:: Saved entries ::
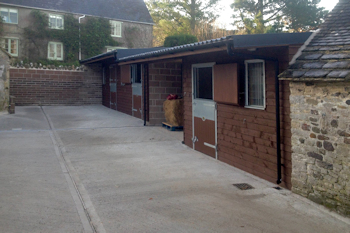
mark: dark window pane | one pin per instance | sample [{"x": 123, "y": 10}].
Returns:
[{"x": 203, "y": 83}]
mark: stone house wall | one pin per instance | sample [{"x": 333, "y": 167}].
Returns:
[
  {"x": 4, "y": 81},
  {"x": 134, "y": 35},
  {"x": 321, "y": 142}
]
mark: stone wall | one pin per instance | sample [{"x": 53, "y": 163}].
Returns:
[
  {"x": 4, "y": 81},
  {"x": 321, "y": 143},
  {"x": 56, "y": 87}
]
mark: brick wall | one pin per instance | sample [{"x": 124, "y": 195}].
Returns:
[
  {"x": 247, "y": 137},
  {"x": 164, "y": 79},
  {"x": 321, "y": 143},
  {"x": 56, "y": 87},
  {"x": 187, "y": 94}
]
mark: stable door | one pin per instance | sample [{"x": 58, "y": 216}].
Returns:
[
  {"x": 204, "y": 109},
  {"x": 136, "y": 77}
]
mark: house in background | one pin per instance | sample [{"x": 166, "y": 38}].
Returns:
[
  {"x": 131, "y": 24},
  {"x": 235, "y": 109},
  {"x": 320, "y": 108}
]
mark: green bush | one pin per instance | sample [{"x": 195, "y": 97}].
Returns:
[{"x": 179, "y": 39}]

:: Exercise directions ::
Lines containing the string "wall" are the ones to copy from the entries above.

:: Result of this exercise ::
mark: stone house wall | one pin per instance | sample [{"x": 333, "y": 167}].
mark: stone wall | one pin per instance | sample [{"x": 53, "y": 163}].
mark: brick wall | one pin per instance | sample [{"x": 124, "y": 195}].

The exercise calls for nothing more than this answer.